Your instructions :: Report each line of the rows below that contains the word "bird", copying every such line in full.

--- START OF Raw data ---

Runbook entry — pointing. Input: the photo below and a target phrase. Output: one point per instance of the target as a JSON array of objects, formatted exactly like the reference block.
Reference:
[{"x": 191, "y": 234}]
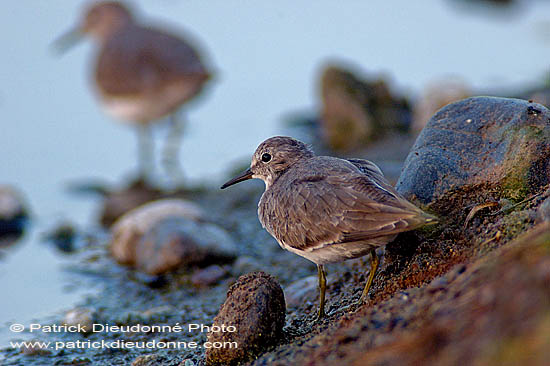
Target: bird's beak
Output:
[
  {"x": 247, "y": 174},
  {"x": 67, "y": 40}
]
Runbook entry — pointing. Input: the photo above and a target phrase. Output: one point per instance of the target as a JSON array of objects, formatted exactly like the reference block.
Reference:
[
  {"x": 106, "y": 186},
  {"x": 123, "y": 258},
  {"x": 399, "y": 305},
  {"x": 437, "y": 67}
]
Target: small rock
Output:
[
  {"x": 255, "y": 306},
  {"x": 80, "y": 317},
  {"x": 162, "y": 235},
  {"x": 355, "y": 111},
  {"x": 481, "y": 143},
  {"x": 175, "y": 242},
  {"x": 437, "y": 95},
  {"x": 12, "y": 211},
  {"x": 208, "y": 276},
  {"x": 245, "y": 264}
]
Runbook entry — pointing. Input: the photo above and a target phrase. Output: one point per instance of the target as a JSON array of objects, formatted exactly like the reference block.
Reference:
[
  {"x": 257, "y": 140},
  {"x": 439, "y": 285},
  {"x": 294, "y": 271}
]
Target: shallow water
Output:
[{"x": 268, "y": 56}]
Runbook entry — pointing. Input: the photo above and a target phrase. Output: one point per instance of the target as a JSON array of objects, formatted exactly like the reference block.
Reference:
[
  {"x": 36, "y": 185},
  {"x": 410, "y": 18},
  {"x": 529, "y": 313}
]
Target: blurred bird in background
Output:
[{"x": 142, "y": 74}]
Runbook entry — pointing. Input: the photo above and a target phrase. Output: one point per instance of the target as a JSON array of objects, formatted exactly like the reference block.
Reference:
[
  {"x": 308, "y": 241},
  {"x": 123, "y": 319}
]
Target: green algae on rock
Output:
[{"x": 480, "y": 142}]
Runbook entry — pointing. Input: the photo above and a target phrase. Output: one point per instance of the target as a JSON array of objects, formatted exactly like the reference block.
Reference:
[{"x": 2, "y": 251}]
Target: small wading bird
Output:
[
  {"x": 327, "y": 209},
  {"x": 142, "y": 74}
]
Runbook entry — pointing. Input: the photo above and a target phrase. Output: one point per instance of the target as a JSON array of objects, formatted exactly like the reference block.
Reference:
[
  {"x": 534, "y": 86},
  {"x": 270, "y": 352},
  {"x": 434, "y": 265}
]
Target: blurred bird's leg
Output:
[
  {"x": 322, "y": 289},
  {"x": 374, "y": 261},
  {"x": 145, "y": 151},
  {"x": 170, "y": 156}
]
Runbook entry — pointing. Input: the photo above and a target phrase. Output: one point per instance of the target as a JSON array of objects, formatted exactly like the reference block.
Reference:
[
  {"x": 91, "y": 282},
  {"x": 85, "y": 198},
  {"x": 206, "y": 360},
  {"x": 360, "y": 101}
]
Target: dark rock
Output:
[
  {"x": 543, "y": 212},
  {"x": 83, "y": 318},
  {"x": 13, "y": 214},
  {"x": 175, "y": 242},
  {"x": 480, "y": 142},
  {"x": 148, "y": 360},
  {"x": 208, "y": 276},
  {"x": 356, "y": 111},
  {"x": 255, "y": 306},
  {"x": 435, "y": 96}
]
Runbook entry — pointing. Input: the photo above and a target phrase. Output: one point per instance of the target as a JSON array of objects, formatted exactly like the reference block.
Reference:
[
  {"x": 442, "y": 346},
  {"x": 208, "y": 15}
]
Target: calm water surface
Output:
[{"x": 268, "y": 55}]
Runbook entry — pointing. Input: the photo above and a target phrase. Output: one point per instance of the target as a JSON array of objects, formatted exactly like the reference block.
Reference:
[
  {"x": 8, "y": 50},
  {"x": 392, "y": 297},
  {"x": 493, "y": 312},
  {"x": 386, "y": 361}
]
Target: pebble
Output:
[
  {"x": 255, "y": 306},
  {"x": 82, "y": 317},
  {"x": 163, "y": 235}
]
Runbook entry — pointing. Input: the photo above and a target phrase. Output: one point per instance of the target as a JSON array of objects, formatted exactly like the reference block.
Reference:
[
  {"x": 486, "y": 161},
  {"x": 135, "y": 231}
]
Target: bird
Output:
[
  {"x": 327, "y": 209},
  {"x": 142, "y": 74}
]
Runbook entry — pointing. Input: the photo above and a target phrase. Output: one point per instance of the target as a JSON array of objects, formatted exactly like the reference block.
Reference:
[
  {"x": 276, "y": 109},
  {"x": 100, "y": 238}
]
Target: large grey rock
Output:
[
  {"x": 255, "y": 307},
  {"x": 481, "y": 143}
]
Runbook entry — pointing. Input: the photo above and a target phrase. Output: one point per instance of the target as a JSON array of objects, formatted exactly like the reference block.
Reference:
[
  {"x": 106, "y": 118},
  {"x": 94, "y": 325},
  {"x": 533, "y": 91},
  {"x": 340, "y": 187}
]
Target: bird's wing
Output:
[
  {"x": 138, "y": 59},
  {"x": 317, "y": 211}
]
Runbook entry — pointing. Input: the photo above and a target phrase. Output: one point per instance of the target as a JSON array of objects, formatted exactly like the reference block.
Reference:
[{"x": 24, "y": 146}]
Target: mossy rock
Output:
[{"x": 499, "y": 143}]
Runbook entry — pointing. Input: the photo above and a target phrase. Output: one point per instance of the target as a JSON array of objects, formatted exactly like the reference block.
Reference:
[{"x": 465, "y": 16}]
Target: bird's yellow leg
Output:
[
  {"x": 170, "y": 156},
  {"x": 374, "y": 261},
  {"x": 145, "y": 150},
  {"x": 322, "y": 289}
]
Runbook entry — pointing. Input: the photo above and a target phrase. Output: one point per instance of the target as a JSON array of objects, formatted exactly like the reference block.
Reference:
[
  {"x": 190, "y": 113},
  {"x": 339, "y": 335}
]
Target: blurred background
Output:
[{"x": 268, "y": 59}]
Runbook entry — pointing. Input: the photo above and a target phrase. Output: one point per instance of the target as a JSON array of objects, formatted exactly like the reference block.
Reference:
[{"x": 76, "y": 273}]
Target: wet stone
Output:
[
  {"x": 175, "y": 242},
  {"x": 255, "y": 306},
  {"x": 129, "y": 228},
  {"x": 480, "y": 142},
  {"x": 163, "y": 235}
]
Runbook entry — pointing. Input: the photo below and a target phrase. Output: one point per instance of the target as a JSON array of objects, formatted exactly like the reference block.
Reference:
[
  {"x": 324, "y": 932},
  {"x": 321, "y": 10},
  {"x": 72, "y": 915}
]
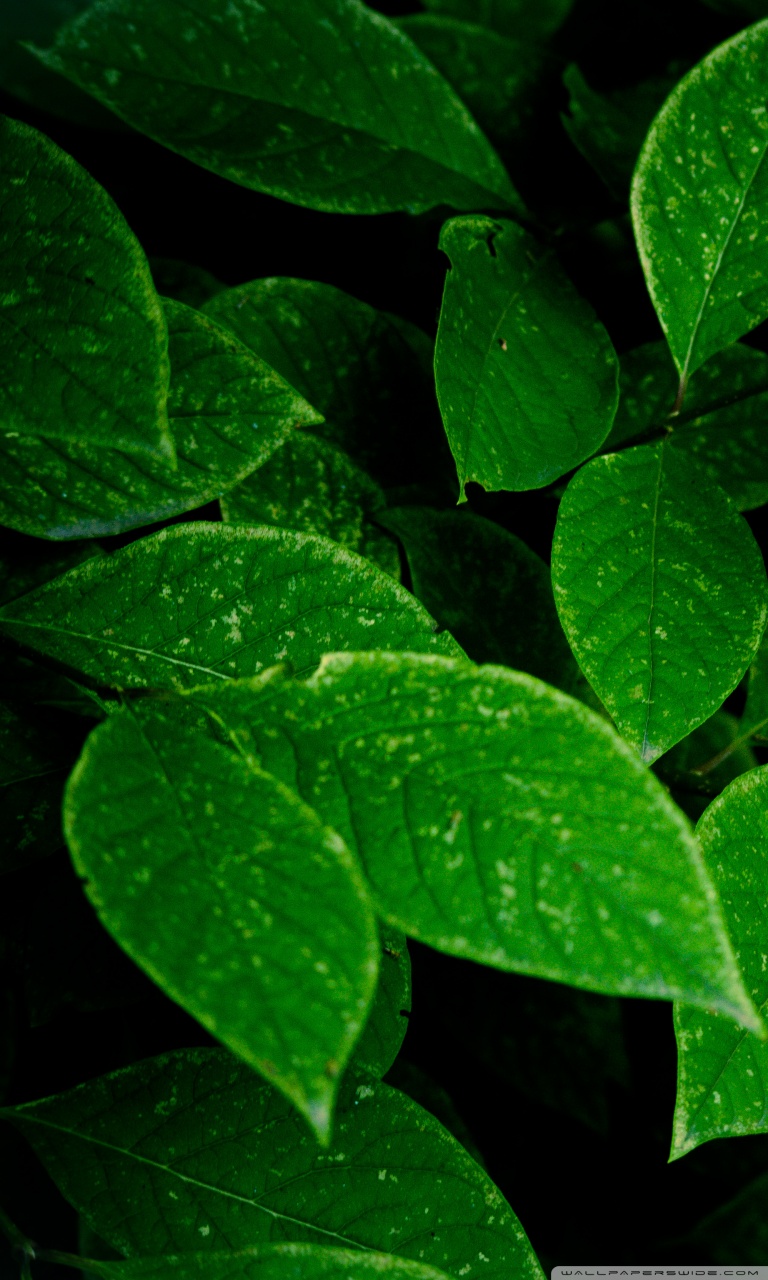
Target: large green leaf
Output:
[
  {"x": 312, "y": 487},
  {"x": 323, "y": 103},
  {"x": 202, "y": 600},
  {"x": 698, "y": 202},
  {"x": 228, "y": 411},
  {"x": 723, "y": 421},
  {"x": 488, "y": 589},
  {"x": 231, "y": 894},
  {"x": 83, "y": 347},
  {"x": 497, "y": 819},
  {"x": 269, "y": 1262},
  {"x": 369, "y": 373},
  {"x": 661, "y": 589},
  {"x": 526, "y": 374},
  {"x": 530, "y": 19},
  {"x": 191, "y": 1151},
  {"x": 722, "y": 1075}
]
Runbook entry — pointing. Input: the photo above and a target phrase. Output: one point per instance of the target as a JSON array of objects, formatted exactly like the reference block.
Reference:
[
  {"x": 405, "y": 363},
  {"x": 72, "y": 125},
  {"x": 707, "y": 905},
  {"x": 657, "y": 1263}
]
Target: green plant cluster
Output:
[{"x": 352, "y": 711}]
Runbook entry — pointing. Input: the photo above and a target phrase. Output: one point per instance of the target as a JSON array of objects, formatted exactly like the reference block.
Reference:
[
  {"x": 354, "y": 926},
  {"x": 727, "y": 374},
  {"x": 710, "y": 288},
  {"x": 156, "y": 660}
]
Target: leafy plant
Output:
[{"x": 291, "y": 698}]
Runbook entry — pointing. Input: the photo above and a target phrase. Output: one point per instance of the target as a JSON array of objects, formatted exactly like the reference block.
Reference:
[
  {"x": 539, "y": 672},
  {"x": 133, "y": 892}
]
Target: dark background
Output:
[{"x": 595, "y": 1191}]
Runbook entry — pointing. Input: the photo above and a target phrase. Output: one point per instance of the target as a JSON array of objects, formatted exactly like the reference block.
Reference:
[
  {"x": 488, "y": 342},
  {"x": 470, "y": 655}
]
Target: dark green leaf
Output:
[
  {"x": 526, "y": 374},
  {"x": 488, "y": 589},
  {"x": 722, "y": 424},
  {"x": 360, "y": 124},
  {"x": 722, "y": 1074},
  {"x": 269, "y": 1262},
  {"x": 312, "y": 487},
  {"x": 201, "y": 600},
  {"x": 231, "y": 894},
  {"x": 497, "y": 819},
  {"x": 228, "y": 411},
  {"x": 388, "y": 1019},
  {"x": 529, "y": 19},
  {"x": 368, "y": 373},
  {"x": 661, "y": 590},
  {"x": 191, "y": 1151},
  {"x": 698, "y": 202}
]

--- END OF Raw data ---
--- START OF Raw data ---

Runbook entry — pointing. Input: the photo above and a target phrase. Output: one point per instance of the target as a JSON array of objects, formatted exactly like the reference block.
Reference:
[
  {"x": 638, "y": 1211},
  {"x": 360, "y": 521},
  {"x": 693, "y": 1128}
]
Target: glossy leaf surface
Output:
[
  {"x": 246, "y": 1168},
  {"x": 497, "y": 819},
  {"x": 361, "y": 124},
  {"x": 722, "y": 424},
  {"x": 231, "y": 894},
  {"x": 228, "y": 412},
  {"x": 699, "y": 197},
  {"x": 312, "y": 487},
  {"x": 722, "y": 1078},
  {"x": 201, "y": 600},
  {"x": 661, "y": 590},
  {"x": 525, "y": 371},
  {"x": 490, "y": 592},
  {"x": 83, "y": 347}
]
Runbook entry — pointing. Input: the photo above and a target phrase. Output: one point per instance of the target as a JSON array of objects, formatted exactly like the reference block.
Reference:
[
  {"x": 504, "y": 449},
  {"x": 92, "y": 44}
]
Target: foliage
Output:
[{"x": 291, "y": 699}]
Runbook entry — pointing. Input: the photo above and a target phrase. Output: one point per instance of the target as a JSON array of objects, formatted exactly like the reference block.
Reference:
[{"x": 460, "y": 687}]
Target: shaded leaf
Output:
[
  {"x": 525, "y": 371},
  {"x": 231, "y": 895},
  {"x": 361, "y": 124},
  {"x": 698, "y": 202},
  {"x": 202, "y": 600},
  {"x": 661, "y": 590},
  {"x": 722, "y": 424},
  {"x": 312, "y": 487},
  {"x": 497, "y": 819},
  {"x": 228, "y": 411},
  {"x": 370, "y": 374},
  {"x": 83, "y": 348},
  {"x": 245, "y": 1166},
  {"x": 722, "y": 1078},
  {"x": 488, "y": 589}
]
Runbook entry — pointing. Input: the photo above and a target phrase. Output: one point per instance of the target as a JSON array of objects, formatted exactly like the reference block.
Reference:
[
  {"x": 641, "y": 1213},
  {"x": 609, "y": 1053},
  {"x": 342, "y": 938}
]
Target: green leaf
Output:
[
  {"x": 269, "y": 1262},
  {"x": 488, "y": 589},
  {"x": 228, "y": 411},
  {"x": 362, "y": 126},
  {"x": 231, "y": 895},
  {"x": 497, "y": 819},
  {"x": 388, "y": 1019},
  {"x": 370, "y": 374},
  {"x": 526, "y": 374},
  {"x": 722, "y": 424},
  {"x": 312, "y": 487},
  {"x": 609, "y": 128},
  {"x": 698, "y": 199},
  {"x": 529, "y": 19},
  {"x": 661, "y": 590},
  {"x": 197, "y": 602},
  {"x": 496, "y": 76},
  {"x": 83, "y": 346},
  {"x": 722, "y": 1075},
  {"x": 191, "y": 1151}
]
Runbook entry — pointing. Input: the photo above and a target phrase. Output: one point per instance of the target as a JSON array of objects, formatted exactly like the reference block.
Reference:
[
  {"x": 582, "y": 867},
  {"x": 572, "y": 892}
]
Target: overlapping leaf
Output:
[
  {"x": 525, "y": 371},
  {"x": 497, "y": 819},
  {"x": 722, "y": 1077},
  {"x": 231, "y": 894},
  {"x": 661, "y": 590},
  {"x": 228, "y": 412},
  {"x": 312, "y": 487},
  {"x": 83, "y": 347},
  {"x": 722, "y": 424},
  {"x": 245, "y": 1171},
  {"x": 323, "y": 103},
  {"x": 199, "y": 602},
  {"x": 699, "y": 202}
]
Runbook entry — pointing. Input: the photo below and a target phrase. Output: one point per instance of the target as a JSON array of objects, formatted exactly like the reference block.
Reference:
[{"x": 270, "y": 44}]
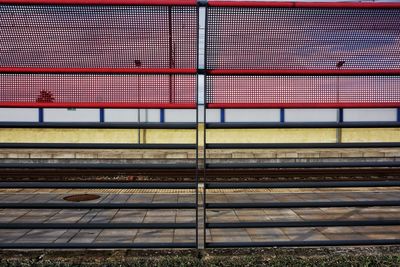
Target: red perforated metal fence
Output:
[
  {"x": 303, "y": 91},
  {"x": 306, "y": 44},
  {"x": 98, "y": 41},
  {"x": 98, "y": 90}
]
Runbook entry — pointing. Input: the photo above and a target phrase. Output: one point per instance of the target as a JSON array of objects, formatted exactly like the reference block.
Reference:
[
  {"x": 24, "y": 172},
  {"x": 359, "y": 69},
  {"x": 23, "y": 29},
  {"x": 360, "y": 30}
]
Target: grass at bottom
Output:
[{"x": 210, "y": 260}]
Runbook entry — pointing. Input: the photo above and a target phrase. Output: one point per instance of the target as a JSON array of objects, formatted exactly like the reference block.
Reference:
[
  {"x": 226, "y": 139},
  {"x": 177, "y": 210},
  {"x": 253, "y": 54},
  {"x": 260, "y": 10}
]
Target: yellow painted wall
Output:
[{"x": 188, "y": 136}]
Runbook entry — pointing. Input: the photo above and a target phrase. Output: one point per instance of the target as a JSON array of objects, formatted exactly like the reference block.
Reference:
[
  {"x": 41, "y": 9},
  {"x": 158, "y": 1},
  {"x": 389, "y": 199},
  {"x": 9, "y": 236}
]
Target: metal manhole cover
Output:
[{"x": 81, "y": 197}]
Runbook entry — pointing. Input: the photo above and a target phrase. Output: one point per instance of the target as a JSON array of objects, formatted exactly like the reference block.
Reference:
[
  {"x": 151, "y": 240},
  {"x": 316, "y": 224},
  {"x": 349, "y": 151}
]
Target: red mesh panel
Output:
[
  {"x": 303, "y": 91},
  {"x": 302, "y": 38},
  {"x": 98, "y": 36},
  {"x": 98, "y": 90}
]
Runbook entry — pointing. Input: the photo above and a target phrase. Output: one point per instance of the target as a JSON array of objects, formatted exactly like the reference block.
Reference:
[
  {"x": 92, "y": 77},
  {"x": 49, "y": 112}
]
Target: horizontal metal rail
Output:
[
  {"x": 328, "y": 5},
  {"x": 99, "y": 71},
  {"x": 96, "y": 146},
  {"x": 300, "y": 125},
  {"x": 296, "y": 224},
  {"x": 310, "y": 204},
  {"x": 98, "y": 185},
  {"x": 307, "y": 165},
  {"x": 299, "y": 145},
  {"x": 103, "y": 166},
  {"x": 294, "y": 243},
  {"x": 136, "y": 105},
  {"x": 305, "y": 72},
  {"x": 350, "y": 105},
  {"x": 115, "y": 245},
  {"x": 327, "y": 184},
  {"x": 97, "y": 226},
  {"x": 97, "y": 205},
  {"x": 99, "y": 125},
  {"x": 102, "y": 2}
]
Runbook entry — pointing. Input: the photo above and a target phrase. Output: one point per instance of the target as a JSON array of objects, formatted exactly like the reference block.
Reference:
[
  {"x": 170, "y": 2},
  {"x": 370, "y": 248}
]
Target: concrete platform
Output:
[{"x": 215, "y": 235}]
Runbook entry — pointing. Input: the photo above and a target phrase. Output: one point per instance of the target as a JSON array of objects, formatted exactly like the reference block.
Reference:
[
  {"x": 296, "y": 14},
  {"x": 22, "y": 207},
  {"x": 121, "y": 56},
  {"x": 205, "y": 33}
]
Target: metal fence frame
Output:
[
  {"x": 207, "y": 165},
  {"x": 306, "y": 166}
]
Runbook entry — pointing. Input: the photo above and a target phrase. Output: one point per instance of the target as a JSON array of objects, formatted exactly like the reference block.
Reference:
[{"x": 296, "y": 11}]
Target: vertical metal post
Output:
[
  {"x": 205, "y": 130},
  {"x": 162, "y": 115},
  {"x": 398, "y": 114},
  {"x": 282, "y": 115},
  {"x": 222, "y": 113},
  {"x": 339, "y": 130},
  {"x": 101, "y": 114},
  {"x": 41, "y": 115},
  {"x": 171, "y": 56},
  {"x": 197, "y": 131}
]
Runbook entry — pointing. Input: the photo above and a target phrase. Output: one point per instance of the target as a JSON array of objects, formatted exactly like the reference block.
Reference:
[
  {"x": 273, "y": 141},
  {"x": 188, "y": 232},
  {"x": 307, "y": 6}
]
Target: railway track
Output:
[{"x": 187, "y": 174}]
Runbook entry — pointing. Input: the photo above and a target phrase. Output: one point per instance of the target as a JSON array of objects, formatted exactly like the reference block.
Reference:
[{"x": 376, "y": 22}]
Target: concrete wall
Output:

--- END OF Raw data ---
--- START OF Raw data ---

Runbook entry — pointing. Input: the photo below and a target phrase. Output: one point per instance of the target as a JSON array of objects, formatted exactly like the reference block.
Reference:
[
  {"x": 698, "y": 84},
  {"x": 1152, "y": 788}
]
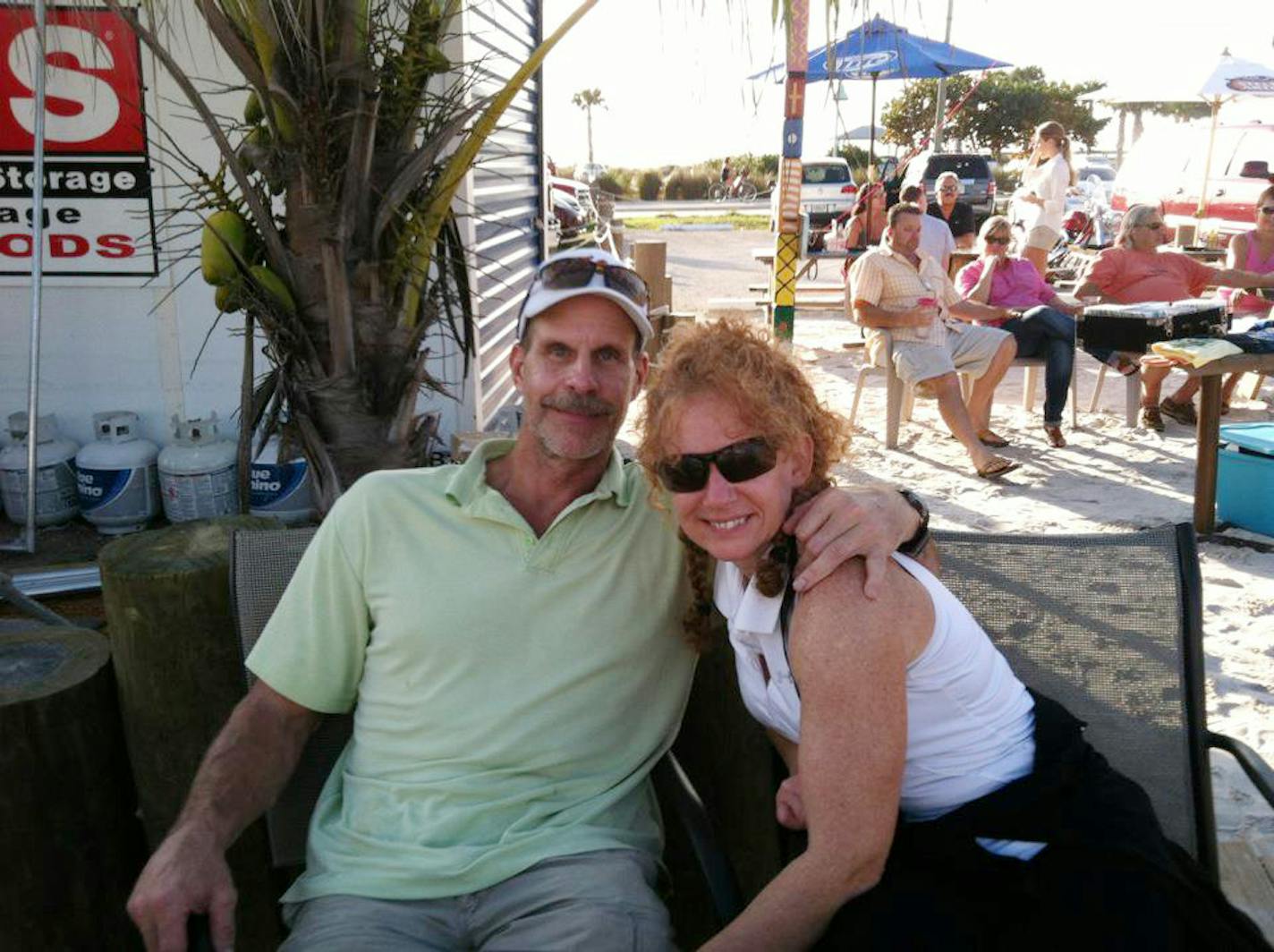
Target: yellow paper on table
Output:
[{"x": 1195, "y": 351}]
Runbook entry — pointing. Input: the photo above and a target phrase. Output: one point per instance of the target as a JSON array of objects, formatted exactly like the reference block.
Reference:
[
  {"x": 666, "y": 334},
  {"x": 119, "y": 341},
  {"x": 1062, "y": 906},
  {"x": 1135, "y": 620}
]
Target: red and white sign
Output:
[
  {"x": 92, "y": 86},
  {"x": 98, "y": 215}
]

--- END OF Raw data ---

Output ::
Target: bird's beak
Target: blurred bird in background
Target: small wading bird
Target: blurred bird's leg
Target: bird
Target: bird's wing
Target: bird's yellow leg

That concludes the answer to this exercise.